::: Document
Checkpoint 7

There is a template RMarkdown file called README.Rmd to start from in the initial Github Repo from Github Classroom.

For this checkpoint, I want you to work together with a partner.

Github Setup

To create a shared repository (for you, your partner, and me), go to https://classroom.github.com/a/2bksWUcq. Join your spatial team.

Data Context and Research Question

For the spatial mini project, you will work with data about Ramsey County, the larger geo-political district where Macalester College is located. In particular, I’ve gathered aggregate summaries of the people who live in Ramsey county, summarized for each census tract based on data from 2015-2019 American Community Service run by the U.S. Census Bureau. A census tract is a statistical subdivision of a county that aims to have roughly 4,000 inhabitants and they are intended to be fairly homogeneous with respect to demographic and economic conditions. I used the tidycensus package to gather this data and I’ve provided example code in the Github Repo for how I collected the data.

Make sure to look at a Google Map of Ramsey County, so you can familiarize yourself with the geography, https://goo.gl/maps/m9pXVtjisoZHTmFL7.

In particular, I want you to focus on home values for this project.
::::::
### Short exercise 1
According to the checkpoint instructions, roughly how many inhabitants is a census tract meant to have?
The entries have no connection to the checkpoint instructions above.
::: Information supplied
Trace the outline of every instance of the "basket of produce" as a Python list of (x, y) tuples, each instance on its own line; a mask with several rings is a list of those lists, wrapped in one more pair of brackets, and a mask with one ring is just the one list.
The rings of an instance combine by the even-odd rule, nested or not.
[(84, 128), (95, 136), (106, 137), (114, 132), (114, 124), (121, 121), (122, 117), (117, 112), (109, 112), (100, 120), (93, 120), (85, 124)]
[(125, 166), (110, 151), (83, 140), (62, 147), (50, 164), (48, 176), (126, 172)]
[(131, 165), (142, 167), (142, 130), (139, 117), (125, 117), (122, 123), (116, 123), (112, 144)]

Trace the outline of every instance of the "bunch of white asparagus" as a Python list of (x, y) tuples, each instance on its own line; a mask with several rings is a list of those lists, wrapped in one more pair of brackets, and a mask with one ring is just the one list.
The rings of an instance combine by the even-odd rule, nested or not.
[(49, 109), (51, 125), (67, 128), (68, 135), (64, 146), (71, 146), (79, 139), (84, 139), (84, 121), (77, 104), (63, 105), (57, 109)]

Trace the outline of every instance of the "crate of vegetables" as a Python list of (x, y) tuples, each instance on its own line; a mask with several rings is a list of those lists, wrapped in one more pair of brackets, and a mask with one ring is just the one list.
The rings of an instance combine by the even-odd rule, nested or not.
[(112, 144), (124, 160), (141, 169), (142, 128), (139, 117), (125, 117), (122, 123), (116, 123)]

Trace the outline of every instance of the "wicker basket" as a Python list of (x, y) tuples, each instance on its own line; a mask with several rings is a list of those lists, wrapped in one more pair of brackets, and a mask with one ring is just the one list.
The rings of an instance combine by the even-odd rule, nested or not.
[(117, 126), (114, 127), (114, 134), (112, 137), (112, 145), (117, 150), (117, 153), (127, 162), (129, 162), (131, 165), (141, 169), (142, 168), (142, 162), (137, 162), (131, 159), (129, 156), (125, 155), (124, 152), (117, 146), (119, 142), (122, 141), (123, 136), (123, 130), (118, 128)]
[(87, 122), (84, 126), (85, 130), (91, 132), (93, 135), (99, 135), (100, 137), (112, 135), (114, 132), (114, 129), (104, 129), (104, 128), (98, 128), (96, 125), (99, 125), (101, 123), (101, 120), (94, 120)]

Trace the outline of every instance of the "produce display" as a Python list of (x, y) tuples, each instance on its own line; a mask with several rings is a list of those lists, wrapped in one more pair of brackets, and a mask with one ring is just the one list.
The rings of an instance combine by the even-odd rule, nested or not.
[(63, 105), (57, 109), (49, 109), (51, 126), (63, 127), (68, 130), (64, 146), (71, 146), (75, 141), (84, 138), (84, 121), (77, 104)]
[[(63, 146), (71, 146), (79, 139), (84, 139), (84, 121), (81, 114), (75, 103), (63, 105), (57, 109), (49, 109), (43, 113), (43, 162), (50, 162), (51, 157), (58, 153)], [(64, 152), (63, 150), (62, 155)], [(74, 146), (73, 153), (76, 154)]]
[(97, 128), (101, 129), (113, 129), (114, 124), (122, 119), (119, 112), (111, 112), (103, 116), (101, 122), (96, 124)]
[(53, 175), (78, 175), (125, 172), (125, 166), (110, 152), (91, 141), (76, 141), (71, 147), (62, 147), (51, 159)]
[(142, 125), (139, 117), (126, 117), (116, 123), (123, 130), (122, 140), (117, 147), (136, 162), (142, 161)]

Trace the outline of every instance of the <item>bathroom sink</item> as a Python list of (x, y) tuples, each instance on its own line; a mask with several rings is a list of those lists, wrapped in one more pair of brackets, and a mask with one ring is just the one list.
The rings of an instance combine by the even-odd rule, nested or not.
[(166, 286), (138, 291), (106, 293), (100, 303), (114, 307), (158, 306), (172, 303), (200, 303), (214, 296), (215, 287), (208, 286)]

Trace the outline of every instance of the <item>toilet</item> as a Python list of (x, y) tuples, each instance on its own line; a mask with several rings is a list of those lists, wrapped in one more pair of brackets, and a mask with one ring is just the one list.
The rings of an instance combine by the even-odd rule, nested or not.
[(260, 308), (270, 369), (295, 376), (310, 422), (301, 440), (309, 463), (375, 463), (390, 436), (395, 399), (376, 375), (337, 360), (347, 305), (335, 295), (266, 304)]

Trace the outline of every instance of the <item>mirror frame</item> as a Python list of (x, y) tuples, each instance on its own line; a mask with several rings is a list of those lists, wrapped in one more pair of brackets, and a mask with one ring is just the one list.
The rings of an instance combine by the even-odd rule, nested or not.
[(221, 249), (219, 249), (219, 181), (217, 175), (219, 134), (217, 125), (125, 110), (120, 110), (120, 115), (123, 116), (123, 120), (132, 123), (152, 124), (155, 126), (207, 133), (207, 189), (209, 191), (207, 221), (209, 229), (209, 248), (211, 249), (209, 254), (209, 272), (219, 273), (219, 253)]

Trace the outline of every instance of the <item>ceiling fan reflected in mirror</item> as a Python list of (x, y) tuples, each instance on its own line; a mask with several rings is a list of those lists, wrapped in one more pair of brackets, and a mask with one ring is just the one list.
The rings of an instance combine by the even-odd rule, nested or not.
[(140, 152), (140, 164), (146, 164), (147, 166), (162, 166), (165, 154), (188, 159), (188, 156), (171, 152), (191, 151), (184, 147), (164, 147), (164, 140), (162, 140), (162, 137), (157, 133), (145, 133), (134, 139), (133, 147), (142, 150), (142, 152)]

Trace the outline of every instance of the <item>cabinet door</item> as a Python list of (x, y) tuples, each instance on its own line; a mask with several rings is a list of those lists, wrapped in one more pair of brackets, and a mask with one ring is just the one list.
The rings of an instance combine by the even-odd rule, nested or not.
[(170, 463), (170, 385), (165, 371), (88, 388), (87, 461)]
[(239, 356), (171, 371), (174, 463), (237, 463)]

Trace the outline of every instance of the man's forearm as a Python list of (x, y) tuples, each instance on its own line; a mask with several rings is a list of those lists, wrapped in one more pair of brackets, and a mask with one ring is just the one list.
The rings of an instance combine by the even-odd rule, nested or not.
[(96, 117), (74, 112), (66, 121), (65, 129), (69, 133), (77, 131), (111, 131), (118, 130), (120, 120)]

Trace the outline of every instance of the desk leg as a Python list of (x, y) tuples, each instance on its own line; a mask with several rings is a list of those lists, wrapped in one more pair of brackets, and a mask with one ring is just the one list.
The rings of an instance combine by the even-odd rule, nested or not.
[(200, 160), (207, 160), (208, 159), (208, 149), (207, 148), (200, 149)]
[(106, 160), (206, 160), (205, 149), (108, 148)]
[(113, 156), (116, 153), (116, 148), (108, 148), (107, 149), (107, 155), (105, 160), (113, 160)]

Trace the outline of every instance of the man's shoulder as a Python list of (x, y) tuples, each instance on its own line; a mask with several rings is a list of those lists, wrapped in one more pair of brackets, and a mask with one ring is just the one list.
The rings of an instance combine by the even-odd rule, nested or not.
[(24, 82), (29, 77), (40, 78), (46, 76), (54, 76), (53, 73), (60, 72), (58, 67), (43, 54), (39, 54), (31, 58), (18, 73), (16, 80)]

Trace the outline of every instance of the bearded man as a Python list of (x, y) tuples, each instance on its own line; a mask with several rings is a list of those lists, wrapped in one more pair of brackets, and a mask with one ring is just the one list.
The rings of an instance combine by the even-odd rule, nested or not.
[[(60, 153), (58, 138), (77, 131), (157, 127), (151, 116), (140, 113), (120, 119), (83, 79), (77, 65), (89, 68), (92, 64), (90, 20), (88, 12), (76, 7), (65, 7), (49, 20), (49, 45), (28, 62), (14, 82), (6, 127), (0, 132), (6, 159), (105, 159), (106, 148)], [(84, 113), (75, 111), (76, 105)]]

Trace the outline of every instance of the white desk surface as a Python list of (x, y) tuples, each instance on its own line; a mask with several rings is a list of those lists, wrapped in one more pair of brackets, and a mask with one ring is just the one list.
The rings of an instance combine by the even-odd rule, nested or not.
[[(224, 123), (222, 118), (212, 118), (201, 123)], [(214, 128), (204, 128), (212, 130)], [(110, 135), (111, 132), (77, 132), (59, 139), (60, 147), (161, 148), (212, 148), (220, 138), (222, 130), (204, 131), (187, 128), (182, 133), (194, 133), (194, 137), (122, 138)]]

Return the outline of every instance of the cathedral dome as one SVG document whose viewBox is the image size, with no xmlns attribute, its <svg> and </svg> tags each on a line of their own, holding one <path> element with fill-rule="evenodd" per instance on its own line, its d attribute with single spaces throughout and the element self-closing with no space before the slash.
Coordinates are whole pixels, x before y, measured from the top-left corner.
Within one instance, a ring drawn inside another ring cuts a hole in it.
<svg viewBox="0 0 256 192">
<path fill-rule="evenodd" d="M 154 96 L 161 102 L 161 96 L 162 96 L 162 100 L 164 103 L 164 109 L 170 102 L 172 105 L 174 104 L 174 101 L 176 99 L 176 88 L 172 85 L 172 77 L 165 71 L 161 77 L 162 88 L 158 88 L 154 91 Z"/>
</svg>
::::::
### Short exercise 2
Pull out the lines of the entries, beginning at the line that contains "Return the outline" and stopping after the last line of the entries. Copy each one without change.

### Solution 1
Roughly 4,000 inhabitants.

### Solution 2
Return the outline of every instance of the cathedral dome as one SVG document whose viewBox is the image size, with no xmlns attribute, its <svg> and </svg> tags each on a line of their own, holding one <path> element with fill-rule="evenodd" per instance on its own line, its d attribute with single spaces throughout and the element self-closing with no space before the slash.
Coordinates are whole pixels, x before y, measured from the top-left corner.
Within one instance, a ring drawn inside another ring cuts a hole in it.
<svg viewBox="0 0 256 192">
<path fill-rule="evenodd" d="M 154 96 L 161 102 L 161 96 L 162 96 L 162 100 L 164 103 L 164 109 L 170 102 L 172 105 L 174 104 L 174 101 L 176 99 L 176 88 L 172 85 L 172 77 L 165 71 L 161 77 L 162 88 L 158 88 L 154 91 Z"/>
</svg>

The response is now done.